#### Exercise materials:
_ _ _ _ _

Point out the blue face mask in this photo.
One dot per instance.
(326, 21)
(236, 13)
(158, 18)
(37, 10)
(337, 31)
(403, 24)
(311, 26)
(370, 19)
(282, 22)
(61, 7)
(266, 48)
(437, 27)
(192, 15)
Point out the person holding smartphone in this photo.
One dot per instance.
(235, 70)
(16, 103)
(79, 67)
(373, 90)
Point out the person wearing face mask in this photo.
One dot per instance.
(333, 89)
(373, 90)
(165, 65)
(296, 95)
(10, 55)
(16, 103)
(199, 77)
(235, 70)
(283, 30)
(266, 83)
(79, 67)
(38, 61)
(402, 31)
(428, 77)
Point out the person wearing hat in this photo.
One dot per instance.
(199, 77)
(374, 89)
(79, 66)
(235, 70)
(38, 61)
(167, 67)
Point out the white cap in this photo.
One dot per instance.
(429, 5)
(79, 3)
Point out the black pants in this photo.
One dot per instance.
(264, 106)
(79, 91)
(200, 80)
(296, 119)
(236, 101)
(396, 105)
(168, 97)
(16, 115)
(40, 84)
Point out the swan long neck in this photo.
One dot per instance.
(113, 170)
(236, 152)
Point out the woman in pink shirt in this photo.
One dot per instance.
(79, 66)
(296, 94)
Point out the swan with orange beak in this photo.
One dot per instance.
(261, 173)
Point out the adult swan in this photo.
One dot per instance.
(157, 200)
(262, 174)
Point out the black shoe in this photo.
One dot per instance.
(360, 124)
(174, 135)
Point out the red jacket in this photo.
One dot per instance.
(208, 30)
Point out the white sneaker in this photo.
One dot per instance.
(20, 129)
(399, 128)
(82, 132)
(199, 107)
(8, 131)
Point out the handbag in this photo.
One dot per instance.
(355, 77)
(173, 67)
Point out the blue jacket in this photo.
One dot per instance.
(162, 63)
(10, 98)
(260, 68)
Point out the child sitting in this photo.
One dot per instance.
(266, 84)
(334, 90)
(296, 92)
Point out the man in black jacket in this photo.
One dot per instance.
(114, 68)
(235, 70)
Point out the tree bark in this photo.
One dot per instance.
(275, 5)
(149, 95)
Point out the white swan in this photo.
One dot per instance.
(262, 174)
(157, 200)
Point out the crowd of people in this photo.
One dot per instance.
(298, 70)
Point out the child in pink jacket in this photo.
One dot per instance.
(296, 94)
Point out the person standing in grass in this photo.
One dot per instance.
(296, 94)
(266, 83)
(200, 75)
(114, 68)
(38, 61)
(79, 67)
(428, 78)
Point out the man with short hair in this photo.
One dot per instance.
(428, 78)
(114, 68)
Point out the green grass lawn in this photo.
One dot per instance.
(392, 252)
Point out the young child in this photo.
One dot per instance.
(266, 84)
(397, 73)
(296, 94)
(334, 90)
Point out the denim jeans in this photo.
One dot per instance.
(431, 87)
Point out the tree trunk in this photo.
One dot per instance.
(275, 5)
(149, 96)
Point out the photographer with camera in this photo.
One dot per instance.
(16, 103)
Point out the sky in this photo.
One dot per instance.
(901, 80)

_ _ _ _ _

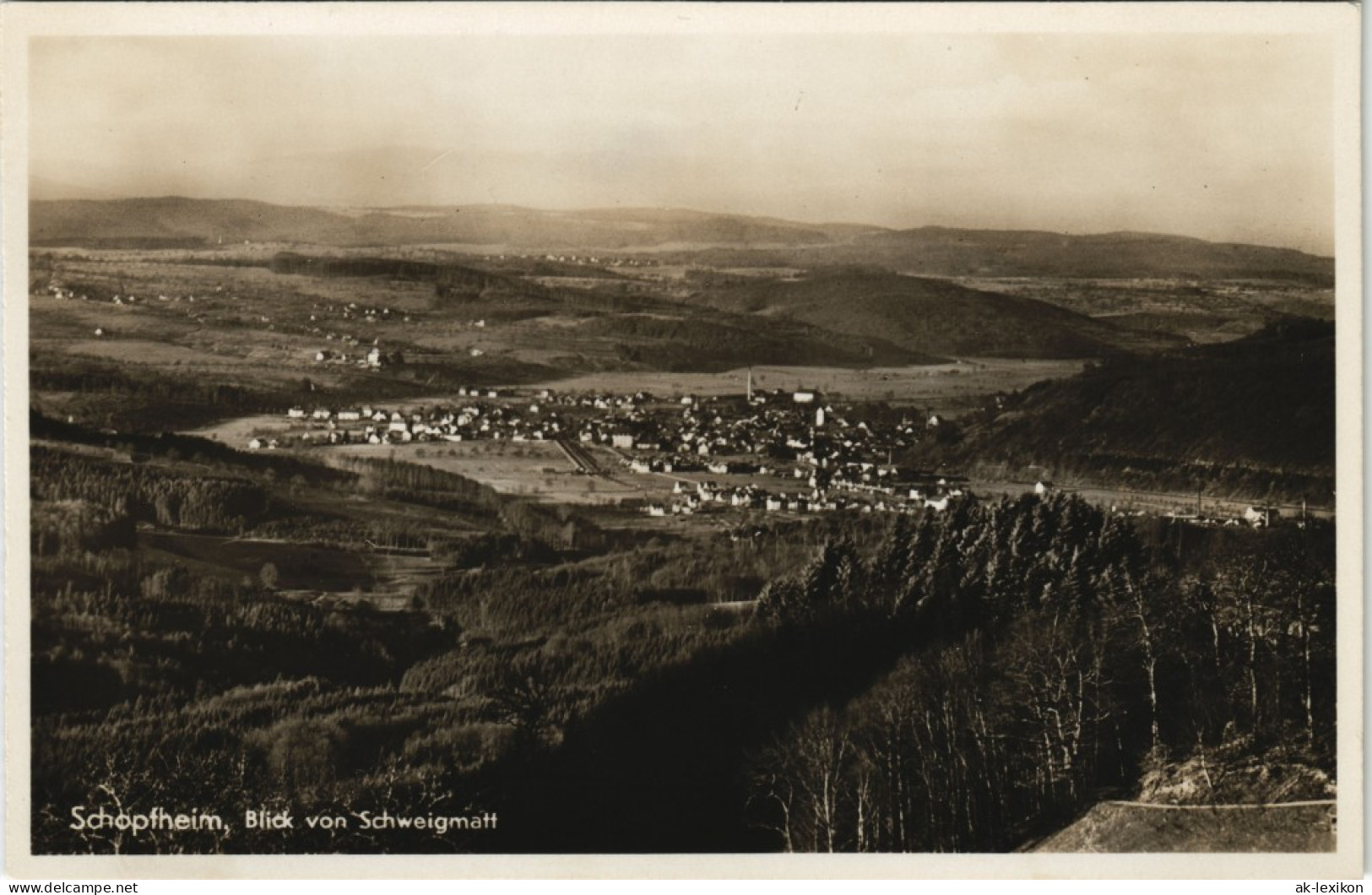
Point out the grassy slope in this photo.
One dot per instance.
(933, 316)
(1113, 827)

_ _ _ _ _

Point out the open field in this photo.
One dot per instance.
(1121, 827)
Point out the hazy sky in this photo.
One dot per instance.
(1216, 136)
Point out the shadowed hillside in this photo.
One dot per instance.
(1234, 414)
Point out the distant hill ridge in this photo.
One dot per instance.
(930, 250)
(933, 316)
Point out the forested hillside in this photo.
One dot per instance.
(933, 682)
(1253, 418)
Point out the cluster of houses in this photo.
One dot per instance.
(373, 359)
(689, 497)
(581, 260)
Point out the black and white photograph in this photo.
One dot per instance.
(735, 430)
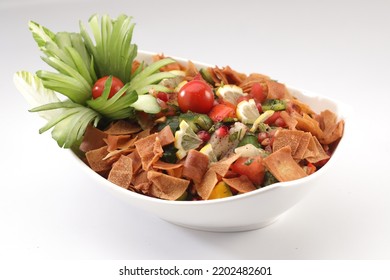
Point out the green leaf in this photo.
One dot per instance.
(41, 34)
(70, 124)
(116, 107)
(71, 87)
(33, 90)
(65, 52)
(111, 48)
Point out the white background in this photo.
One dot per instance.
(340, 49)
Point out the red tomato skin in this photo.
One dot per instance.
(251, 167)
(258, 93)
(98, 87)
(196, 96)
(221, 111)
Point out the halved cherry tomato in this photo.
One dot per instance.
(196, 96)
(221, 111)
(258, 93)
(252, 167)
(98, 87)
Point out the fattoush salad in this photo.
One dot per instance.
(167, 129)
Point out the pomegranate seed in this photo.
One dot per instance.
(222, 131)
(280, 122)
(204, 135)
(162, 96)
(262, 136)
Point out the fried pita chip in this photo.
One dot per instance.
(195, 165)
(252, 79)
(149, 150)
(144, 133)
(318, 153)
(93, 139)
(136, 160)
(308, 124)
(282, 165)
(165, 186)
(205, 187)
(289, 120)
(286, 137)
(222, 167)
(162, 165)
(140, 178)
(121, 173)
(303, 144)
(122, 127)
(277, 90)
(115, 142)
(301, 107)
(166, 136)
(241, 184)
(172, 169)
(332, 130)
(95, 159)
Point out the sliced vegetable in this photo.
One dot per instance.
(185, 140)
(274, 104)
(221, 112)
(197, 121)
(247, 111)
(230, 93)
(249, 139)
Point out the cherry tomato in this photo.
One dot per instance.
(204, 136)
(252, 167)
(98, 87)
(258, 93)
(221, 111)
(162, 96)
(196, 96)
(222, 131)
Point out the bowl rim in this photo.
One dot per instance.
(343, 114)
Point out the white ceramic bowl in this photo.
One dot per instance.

_ _ _ _ _

#### Task goal:
Please format the records starting at the line containing "Point out the grassy slope in this photo." and ending at the line containing "(1113, 827)" as a numbered list, leaving out any blank lines.

#### Task response:
1. Point out the grassy slope in this photo.
2. One dot per instance.
3. (933, 316)
4. (1113, 827)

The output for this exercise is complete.